Luke Bryan Jokes Fans Are Trying to 'Assassinate' Him With Liquor Over 'One Margarita' Song

Luke Bryan is pleading with fans to stop ordering him margaritas, joking that fans are out to "assassinate" him over his song "One Margarita." According to US Weekly, Bryan joked that he's been given so many drinks since the song became a hit, he feels like fans will be the death of him.

"The problem with having 'One Margarita' as a hit, is now everybody wants to send me three margaritas and a shot," the American Idol judge said in a Delish video from earlier in August. "Yes. People are trying to assassinate me with liquor."

According to US Weekly, the drink combo referenced in the song's chorus goes, "One margarita, two margarita, three margarita, shot." It's enough to send anybody to Broadway on a Saturday night, but with Bryan's large number of fans, there could actually be some damage.

Still, even with the overload on the cocktail, Bryan still hails it as one of his favorites. "Margaritas are definitely up there with all other cocktails, primarily beer," Bryan said. It would also explain why he devoted an entire song to the libation. Yet the singer still has a few regrets over the song, mainly that COVID-19 has kept him from performing in front of a crowd.

Task requirements –
1 – According to the Luke Bryan article, what drink combination does the chorus of "One Margarita" list?
2 – Shorten the paragraph in the Luke Bryan article that begins "Still, even with the overload" while keeping its main facts.
3 – Write the next part of the Luke Bryan article, picking up after its final sentence.

[Referring expression pointing data]
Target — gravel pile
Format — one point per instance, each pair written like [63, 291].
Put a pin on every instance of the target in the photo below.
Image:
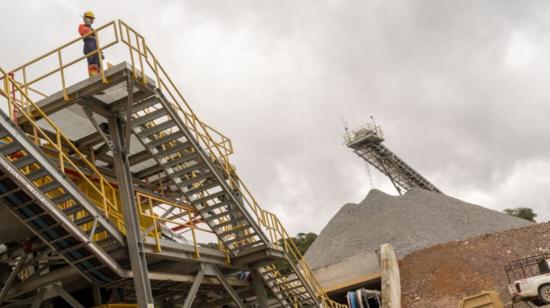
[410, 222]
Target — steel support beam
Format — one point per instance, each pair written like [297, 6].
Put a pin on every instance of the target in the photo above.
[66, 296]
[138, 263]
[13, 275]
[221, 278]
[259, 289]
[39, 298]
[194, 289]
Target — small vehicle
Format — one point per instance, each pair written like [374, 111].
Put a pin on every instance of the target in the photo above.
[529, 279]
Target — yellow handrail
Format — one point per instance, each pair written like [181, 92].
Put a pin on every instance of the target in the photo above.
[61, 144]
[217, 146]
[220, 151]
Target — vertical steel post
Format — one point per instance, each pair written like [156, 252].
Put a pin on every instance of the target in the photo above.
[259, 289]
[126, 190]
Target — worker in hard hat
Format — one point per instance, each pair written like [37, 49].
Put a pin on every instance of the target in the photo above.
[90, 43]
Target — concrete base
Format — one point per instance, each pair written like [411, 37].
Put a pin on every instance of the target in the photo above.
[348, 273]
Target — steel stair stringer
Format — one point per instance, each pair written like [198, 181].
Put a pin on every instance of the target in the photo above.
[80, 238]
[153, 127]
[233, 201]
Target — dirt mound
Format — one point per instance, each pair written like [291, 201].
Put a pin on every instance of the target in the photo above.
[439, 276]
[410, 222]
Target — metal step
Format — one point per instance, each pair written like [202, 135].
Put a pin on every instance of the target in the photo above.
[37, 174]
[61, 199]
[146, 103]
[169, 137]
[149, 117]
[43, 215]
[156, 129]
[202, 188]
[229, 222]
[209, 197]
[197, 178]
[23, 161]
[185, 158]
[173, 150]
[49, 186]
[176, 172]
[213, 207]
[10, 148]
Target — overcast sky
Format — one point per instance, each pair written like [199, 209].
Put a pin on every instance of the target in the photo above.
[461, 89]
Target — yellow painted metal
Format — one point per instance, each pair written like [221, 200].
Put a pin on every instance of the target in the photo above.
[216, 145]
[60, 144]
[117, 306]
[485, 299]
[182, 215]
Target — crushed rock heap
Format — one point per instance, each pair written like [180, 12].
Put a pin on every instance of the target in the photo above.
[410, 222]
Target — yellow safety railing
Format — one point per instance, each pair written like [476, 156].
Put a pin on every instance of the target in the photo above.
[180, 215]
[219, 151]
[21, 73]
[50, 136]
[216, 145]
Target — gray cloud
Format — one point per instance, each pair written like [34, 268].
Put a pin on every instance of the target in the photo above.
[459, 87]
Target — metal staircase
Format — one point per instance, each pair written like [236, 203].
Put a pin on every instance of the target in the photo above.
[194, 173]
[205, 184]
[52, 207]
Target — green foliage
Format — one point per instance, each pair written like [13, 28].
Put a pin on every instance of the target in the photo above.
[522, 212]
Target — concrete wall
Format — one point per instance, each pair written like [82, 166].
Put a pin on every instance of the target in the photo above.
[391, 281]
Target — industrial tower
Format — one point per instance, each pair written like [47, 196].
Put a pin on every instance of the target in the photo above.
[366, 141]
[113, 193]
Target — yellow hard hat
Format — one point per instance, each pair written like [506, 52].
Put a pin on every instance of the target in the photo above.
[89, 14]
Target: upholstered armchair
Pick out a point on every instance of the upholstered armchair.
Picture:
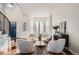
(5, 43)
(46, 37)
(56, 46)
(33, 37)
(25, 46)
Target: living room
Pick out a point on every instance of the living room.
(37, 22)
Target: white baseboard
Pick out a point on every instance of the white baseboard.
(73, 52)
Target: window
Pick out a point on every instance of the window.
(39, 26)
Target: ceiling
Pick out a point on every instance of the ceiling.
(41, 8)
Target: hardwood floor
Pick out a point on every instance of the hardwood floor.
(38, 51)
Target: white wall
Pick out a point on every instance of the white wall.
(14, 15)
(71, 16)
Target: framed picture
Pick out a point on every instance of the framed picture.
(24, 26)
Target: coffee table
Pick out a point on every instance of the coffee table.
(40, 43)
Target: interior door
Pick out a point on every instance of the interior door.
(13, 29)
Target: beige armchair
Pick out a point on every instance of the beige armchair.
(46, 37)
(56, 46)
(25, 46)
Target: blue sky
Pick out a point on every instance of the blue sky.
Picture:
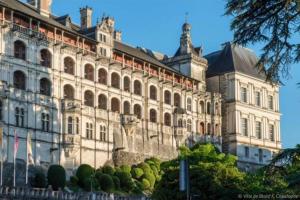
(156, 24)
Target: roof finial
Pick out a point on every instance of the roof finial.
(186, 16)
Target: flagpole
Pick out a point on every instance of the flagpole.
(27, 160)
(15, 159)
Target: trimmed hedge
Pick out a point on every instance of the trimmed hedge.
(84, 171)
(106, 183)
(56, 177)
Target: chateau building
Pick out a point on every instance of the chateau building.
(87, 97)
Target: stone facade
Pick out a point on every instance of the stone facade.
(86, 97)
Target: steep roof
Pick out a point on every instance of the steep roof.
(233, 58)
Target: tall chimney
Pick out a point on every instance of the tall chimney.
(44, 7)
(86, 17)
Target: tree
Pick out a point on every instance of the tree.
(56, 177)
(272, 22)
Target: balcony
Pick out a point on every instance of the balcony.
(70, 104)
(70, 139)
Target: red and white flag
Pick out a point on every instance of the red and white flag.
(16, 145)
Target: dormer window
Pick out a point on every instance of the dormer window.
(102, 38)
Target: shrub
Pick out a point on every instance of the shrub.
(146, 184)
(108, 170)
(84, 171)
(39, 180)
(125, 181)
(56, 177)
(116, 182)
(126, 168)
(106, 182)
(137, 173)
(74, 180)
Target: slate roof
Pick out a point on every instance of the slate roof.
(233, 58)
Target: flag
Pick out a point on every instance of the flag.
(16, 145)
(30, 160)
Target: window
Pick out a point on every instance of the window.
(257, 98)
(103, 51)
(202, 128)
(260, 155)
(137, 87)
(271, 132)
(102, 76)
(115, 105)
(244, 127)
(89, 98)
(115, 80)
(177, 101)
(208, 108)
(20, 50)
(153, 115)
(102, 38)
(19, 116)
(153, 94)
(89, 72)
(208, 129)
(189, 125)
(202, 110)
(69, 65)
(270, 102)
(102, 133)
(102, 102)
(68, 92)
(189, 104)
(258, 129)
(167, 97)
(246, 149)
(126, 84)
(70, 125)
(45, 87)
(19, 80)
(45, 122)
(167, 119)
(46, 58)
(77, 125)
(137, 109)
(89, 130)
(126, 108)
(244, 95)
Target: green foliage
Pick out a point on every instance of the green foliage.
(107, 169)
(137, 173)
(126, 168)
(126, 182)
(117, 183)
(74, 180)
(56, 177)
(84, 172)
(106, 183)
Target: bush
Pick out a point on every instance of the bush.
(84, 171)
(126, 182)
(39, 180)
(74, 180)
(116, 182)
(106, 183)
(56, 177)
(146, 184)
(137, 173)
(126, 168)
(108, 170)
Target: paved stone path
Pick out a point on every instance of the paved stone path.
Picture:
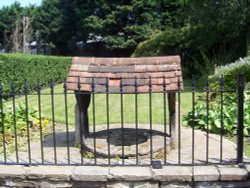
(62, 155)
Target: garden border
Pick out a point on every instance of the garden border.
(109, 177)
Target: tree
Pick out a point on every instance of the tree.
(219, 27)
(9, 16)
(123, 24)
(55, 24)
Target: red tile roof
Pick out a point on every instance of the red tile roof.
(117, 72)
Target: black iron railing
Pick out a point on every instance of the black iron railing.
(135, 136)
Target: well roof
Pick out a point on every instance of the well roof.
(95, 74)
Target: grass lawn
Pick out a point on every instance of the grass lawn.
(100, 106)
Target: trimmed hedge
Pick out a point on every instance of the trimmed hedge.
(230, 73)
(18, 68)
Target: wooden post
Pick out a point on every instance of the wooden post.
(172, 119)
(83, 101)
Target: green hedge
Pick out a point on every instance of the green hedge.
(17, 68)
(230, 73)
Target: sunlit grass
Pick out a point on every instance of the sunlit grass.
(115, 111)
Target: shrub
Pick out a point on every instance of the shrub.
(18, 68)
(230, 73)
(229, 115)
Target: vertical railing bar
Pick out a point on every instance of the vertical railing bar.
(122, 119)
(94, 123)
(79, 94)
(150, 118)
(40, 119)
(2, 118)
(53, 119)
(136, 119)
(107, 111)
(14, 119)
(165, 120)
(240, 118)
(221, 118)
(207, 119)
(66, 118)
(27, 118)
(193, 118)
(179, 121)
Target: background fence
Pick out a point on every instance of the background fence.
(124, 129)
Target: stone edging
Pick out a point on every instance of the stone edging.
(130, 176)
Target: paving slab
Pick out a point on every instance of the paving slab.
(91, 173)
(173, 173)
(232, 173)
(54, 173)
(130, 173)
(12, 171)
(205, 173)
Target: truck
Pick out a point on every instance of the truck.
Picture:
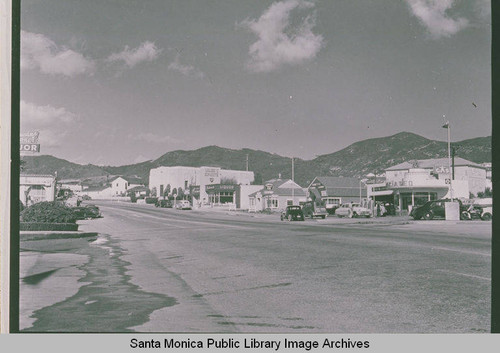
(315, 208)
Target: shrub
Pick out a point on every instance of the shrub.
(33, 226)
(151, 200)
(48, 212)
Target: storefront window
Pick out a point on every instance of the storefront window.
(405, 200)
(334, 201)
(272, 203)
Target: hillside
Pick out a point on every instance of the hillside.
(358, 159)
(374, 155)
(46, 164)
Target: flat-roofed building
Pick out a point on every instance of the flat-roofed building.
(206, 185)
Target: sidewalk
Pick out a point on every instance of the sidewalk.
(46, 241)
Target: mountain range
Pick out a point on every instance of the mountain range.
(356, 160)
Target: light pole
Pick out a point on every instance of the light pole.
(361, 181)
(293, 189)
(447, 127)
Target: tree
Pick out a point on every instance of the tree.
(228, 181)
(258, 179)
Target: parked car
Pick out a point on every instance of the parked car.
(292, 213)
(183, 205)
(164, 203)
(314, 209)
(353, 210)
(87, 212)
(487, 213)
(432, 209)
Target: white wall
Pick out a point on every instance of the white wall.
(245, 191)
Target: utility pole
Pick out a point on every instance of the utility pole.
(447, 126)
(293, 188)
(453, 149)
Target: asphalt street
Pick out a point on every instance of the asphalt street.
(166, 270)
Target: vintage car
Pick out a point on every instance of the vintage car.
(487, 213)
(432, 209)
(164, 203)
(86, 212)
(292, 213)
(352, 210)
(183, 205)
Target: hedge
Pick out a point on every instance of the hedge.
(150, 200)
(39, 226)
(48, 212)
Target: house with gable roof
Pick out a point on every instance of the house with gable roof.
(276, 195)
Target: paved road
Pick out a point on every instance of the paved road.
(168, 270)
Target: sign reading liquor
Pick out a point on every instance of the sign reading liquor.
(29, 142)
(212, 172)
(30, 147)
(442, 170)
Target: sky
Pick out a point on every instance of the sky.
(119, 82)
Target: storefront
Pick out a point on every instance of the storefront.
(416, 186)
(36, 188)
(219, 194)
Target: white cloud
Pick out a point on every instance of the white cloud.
---
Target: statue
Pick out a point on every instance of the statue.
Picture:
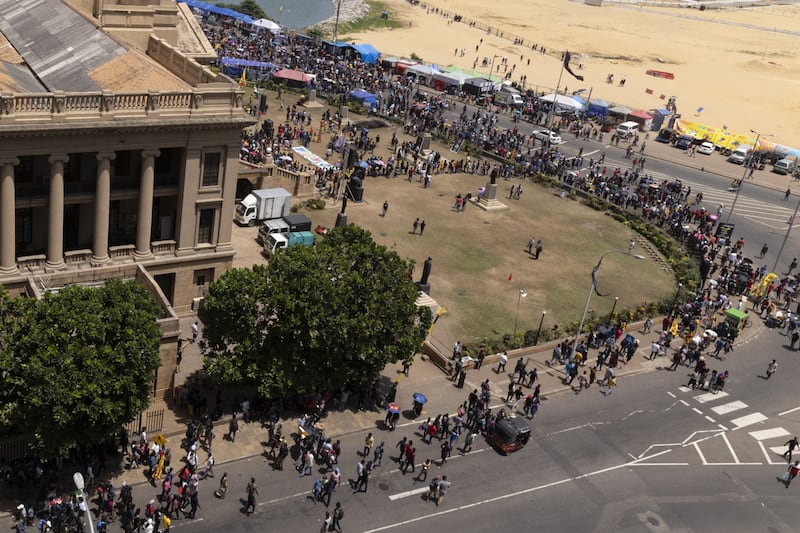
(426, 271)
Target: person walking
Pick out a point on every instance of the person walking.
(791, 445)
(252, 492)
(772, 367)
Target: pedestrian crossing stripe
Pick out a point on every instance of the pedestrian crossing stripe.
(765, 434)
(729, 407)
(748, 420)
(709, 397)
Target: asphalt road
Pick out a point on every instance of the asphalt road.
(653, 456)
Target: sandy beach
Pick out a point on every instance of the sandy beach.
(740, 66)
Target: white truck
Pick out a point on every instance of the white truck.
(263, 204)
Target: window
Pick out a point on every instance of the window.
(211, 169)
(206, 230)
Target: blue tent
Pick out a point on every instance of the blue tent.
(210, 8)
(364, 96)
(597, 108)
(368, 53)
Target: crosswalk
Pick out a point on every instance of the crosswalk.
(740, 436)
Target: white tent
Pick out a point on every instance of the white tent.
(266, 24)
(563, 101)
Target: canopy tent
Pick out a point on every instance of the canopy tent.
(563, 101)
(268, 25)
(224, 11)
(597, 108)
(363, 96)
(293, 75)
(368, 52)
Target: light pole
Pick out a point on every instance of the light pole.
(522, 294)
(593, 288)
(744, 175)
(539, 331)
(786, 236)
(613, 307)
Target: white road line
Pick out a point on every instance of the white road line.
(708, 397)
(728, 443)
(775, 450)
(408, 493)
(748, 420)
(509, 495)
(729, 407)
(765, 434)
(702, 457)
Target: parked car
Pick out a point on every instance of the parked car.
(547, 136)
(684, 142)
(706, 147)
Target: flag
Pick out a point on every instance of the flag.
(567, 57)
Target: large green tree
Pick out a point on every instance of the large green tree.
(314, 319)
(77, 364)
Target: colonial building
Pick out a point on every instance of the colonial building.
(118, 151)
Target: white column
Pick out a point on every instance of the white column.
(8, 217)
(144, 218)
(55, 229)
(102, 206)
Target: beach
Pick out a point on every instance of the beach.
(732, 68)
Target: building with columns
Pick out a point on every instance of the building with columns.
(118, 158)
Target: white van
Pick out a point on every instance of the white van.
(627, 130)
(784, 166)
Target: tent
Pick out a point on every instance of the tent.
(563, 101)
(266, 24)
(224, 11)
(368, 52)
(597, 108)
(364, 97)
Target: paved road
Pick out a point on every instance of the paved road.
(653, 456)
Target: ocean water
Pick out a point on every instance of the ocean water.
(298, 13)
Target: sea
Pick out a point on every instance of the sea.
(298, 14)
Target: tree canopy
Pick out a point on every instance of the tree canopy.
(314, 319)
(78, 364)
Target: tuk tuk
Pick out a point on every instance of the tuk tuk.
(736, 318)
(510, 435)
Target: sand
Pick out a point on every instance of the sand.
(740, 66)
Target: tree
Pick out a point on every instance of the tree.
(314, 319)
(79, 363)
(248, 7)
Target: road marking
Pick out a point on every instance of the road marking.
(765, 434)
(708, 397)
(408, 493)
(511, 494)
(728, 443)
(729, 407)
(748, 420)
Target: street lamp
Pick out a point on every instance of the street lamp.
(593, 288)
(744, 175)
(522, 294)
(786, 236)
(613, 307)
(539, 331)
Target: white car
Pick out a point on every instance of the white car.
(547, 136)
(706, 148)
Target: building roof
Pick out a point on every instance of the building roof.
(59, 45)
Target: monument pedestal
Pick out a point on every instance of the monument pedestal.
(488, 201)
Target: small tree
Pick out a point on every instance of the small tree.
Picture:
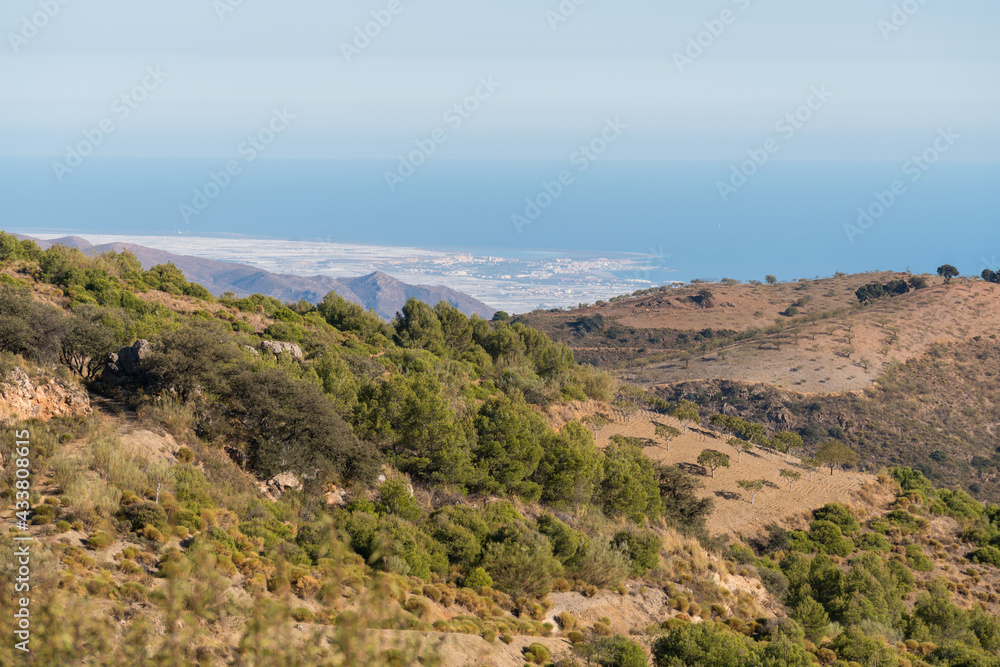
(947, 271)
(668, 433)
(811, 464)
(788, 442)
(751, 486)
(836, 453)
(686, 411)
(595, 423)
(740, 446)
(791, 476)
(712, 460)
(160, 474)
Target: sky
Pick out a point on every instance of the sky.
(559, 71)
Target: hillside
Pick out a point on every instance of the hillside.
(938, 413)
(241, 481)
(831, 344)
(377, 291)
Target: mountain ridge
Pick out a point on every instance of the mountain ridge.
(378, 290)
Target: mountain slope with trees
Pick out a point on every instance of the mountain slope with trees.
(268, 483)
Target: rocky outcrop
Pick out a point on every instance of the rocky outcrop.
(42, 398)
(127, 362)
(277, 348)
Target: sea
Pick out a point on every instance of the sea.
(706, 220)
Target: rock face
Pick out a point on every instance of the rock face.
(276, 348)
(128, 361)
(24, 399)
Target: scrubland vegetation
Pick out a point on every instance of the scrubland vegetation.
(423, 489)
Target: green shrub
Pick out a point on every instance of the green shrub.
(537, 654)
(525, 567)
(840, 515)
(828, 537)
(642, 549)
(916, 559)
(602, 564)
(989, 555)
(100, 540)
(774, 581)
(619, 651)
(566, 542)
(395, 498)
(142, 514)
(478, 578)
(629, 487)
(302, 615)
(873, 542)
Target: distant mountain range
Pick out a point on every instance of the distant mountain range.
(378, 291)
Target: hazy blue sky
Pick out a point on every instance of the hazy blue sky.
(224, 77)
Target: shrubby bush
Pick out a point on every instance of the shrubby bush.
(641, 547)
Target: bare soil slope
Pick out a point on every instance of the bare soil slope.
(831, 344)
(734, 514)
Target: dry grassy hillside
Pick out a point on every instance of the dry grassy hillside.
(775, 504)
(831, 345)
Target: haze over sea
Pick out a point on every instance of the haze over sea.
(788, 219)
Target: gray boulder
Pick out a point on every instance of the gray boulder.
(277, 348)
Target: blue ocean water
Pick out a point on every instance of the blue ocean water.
---
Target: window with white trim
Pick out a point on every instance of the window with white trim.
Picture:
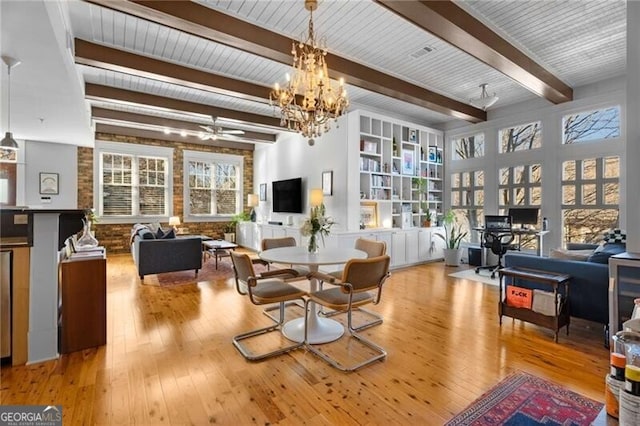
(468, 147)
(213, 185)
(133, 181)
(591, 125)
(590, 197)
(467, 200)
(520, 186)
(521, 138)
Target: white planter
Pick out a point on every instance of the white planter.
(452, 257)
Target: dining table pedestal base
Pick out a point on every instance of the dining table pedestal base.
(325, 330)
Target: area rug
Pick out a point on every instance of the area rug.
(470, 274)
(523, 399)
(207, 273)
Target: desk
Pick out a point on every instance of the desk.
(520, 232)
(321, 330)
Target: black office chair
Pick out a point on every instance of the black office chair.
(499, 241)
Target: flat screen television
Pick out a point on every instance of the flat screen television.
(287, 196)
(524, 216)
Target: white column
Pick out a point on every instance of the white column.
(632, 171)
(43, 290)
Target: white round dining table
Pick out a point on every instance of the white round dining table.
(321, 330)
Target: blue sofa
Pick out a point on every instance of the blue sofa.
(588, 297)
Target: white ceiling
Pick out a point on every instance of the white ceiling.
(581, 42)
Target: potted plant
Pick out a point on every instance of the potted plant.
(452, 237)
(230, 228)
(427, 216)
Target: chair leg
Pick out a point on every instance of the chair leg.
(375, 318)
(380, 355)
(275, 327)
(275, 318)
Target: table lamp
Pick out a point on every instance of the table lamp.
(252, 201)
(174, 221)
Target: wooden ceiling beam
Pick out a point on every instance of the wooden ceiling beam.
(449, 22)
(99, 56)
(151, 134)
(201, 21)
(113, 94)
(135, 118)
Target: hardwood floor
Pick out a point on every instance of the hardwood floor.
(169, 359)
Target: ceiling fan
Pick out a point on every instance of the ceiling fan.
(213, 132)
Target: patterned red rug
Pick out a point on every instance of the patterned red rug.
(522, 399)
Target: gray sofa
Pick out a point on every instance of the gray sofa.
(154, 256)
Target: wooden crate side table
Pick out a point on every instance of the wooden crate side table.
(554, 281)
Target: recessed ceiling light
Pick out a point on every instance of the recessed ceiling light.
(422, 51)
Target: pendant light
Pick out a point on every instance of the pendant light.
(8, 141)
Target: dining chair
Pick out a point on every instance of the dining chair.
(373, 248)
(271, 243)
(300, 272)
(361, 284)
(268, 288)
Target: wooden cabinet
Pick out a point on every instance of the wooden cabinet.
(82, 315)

Task responses –
1 – "One margarita, two margarita, three margarita, shot."

2 – Despite the flood of drinks, Bryan still counts margaritas among his favorites, ranking them with other cocktails, "primarily beer." His main regret about the song is that COVID-19 has kept him from performing in front of a crowd.

3 –
"I'm most excited about watching the fans sing 'One Margarita,'" Bryan revealed. "I have never gotten to even perform 'One Margarita' for my fans at all." And as it stands, there is no guarantee he'll get a chance to perform in the near future. Us Weekly does inquire about a potential 2021 tour, but nobody knows how long the coronavirus will loom over every facet of daily life.


And when he does get back on the road, we could see a different Luke Bryan thanks to the events of 2020. One big change could come as a result of the Black Lives Matter movement, sparked by a moment that gave him pause.

"I have sat up at night after hearing from African American audience members who say they've felt uncomfortable at my shows through the years," Bryan said during an interview with the Los Angeles Times. "It's a delicate conversation, and do I think we may take a little longer in country to have it? Probably. But it's the conversation we're having more and more."